YOUR GOAL – Transcribe every item below word for word, keeping each line unchanged.

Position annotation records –

"""

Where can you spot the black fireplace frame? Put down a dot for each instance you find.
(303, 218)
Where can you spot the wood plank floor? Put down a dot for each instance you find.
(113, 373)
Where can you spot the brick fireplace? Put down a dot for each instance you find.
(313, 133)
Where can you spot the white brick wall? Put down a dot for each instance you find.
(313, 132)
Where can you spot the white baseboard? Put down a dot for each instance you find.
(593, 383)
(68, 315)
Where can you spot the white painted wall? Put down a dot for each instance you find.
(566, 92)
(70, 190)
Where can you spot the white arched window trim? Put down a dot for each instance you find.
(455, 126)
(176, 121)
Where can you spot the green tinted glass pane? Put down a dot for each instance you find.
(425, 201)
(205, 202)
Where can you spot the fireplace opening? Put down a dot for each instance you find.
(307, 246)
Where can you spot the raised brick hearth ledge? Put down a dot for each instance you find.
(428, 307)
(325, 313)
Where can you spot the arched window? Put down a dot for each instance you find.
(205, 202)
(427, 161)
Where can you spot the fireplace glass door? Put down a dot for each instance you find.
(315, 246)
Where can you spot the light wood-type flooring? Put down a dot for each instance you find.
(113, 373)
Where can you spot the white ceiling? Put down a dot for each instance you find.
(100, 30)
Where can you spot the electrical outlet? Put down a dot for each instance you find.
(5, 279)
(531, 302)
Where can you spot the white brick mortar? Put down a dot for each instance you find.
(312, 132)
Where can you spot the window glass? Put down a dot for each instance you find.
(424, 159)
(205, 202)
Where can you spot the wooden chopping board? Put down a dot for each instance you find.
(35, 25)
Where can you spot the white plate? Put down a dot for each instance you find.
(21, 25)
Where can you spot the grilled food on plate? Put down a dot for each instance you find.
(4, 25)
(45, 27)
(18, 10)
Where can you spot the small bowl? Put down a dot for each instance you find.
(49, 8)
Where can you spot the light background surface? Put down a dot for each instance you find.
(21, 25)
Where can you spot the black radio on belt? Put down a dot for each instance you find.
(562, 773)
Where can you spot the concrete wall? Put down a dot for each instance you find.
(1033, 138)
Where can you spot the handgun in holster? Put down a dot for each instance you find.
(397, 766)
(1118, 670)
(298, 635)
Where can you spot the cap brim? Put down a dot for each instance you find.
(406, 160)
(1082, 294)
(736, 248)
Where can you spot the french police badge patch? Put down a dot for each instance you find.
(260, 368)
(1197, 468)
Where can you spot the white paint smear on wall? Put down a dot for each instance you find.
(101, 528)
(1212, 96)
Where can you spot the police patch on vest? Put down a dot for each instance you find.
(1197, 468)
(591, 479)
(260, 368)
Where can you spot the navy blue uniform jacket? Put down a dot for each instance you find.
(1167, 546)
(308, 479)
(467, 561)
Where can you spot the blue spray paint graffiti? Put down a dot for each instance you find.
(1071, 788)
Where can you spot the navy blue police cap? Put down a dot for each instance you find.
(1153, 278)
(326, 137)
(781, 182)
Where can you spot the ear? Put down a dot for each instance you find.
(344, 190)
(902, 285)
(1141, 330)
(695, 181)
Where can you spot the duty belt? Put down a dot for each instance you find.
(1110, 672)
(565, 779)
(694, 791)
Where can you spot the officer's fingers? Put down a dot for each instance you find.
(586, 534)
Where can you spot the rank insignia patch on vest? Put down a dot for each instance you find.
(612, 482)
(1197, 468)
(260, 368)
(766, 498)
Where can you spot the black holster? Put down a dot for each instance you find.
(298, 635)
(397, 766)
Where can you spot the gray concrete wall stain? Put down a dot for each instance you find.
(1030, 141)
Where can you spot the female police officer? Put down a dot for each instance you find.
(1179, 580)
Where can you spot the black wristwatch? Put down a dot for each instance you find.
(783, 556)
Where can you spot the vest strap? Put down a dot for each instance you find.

"""

EXERCISE OUTPUT –
Where can you spot the black fireplace frame? Put down a dot for each instance you find.
(303, 218)
Where can you spot the wood plank floor? Put down a dot for each instance you find.
(113, 373)
Where can you spot the brick fireplace? Put down a dot for each instance you find.
(313, 133)
Where can you spot the white brick wall? Put down a dot for each instance you find.
(313, 132)
Where can you spot the white baseboard? Put down a dot for each instance you find.
(593, 383)
(68, 315)
Where can you spot the white painted wall? Put down a dot for each instance you find.
(566, 92)
(70, 190)
Where can you spot the white arched window trim? Put down a dot for each instance you find.
(455, 126)
(176, 121)
Where can you spot the green tinted glass pane? Put down a dot for each instance you find.
(425, 201)
(205, 202)
Where can you spot the fireplace opening? Put down a dot for each instance you find.
(307, 246)
Where can you spot the raised brick hearth ledge? Put down a dot for each instance you find.
(428, 307)
(325, 313)
Where can you spot the arched window? Put down a dot for each instance you find.
(205, 202)
(427, 161)
Where can you spot the fireplace glass door? Put down a dot for each instance you find.
(315, 246)
Where can you spot the light wood-type flooring? Put down a dot for each instance you find.
(113, 373)
Where can you spot the white ceiling? Put down a dot for each instance you find.
(100, 30)
Where can you spot the electrical outlet? Put down a dot for each instance you find.
(5, 279)
(531, 302)
Where can you spot the white brick mortar? Put down a dot for each instance you find.
(312, 132)
Where can you spot the window glass? Put down a dot for each instance you find.
(424, 159)
(205, 202)
Where can you spot the wooden chopping board? Put down a dot for each instance you find.
(35, 25)
Where can you spot the white plate? Put down a dot for each instance you find.
(21, 25)
Where can you spot the grilled food on plate? Put down a dot for each instance you find.
(4, 25)
(45, 27)
(18, 10)
Where can you spot the small bowl? Put down a dot for each instance you find.
(49, 8)
Where can you spot the light background surface? Put down a dot for each instance you find.
(21, 25)
Where can you spot the black radio on belt? Put down a dot for each instance you find.
(562, 773)
Where can you spot the concrete wall? Put down a dot for each instance you find.
(1033, 138)
Where can you spot the handgun in holster? Put down a dot for each instance you find.
(397, 766)
(1118, 670)
(298, 635)
Where can you spot the cap brim? Put down a dot for each instance you find.
(406, 160)
(1082, 294)
(736, 248)
Where can you spot the french police badge patch? Put down a dot for each instance you find.
(260, 368)
(1197, 468)
Where can you spot the white paint smear on wall? Put down a dot for each instance you find.
(101, 528)
(1212, 96)
Where can you spot the police patch on vest? Put down a dot for each instance you find.
(1197, 468)
(591, 479)
(260, 368)
Where can you spot the navy blue uniform jacket? Put down a dot for each instance you find.
(1167, 546)
(308, 479)
(467, 561)
Where can you spot the blue spray paint graffiti? Put down a dot for each instance you find.
(1071, 788)
Where can you spot the navy blue police cap? Put down a dot for each instance you find.
(1153, 278)
(326, 137)
(781, 182)
Where can you spot the ear? Put down a dot for each instance you find.
(344, 190)
(902, 285)
(1141, 330)
(695, 181)
Where can you spot the duty belt? Put down a dot for each instance you find.
(1110, 672)
(565, 779)
(694, 791)
Where can you spot the officer's fingers? Put down a dot for each instance you find.
(586, 534)
Where can you spot the rank insignia patch on vest? Put down a dot for each instance you find.
(612, 482)
(1197, 468)
(260, 368)
(766, 498)
Where can you spot the black holster? Put down a dot for each instance you find.
(298, 635)
(397, 766)
Where can you spot the gray concrete wall stain? Put down a dot for each instance you find.
(1030, 141)
Where can you spot the female police officer? Put down a dot for each instance you find.
(1179, 580)
Where can you spot the black wristwatch? Put down a dot for each instance you find.
(783, 556)
Where can you spot the vest strap? Put down a dot for each instance you find.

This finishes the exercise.